- [What you are asked to do]:
Pick up the article on the House subcommittee hearing about the NIH public access policy right after its final sentence and keep writing it.

- [Document section]:
————

The Subcommittee on Courts, the Internet and Intellectual Property of the House of Representatives' Judiciary Committee in the US held its scheduled September 11 hearing. The hearing sought to redress publishers' concerns that public access policies such as the recently enacted policy at the National Institutes of Health (NIH) conflict with copyright and intellectual property laws.

The House committee reportedly grilled NIH about the policy and floated a proposal that scientific publishers expect will protect their products. At a two-hour hearing, Representative John Conyers and others questioned the need for the policy when the public can already have access to the papers through a subscription or at a library. Moreover, most journals make their content free after 12 months.

A bill introduced by Conyers and two other members would bar any federal agency from requiring 'the transfer or license' to the government of a paper that has been produced in part with non-government funds. The Fair Copyright in Research Works Act (HR 6845) would mean that neither NIH nor any other federal agency could require grantees to submit accepted papers to a free archive.

There is no companion bill in the Senate, and Congress is not expected to act on the legislation before it adjourns later this month.

————

[Items from a data source]

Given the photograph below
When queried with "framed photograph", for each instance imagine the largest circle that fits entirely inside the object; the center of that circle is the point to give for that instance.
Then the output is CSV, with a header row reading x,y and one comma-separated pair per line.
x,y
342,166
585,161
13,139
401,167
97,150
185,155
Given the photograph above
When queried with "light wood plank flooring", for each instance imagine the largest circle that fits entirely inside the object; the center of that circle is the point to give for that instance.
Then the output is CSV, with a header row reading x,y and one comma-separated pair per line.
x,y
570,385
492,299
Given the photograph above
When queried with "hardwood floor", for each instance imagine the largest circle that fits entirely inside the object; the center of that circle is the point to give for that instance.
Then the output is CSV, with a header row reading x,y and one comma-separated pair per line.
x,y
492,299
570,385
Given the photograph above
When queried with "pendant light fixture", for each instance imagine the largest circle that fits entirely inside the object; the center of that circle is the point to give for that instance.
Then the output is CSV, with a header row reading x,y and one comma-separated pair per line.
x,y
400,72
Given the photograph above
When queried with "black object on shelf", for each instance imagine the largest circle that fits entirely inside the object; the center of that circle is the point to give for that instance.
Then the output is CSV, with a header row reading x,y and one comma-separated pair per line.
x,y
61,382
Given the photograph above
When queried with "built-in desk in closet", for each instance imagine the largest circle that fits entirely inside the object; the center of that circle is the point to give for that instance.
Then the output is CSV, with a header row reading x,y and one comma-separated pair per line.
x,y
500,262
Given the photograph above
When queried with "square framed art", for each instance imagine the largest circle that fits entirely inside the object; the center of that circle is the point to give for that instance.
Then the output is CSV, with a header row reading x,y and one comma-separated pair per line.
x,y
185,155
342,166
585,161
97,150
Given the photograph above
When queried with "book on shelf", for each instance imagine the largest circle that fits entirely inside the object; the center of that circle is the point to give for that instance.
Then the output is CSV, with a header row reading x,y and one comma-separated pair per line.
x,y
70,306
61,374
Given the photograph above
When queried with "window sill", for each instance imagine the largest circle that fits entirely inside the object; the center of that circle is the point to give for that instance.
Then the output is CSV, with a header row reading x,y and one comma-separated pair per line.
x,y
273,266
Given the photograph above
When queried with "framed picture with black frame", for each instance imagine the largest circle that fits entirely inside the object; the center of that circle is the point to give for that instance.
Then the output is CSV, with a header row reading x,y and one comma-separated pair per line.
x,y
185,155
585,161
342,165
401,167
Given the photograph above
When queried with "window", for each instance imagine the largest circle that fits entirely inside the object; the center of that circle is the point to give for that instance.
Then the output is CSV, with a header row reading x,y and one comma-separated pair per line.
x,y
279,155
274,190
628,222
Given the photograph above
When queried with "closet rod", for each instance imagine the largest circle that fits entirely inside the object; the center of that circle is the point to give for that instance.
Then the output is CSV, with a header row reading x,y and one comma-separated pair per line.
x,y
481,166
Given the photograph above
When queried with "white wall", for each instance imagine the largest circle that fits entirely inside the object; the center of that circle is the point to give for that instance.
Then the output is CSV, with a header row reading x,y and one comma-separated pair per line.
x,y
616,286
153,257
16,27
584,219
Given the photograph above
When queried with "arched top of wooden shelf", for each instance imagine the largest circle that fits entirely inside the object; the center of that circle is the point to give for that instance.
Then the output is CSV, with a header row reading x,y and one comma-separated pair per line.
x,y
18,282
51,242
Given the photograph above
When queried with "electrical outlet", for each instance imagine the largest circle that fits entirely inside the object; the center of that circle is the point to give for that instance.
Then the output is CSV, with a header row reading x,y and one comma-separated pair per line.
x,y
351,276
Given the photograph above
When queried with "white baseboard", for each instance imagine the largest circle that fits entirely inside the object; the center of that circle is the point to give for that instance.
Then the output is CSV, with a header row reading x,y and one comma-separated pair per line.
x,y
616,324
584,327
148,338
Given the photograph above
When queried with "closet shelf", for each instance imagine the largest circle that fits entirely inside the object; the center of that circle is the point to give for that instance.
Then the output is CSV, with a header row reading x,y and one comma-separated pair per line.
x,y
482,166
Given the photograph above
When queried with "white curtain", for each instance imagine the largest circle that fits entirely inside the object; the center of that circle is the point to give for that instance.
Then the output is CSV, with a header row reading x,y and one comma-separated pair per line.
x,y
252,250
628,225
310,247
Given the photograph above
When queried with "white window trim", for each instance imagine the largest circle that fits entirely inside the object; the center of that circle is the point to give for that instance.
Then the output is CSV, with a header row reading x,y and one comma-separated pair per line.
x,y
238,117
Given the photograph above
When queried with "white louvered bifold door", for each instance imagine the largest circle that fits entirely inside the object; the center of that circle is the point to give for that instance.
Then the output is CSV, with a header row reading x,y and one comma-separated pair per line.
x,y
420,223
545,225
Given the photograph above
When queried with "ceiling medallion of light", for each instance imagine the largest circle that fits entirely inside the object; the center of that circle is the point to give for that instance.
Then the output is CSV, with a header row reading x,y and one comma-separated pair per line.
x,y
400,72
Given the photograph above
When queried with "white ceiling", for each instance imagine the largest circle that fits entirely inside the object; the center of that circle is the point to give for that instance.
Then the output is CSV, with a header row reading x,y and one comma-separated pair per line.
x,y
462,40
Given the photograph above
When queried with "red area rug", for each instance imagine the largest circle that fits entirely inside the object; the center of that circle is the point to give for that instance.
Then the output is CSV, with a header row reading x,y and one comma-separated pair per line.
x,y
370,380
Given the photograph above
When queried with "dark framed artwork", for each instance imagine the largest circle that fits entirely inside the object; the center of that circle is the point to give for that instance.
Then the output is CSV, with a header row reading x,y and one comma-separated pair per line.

————

- [Output of the exercise]:
The legislative hearing follows the success of publishers in adding a key phrase to the NIH public access mandate just before the bill's passage in December 2007. The added clause calls for the NIH policy to be implemented 'in a manner consistent with copyright law.' Three years ago, NIH required grantees to make their accepted, peer-reviewed papers freely accessible in its PubMed Central archive within 12 months after they are published. Due to poor response the advocates of the idea convinced the House and Senate panels that set NIH's budget to make the policy mandatory.

According to NIH, compliance has risen to about 3300 papers submitted each month since the rule took effect in April 2008. Meanwhile, some commercial and society publishers, such as the American Physiological Society, have complained that the policy infringes on their copyrights and will put them out of business by cutting into their subscription base.

NIH Director Elias Zerhouni defended the policy, arguing that PubMed Central is enhancing the papers by linking to molecular databases and other papers. He also claimed that there is no evidence that the policy has been harmful to publishers.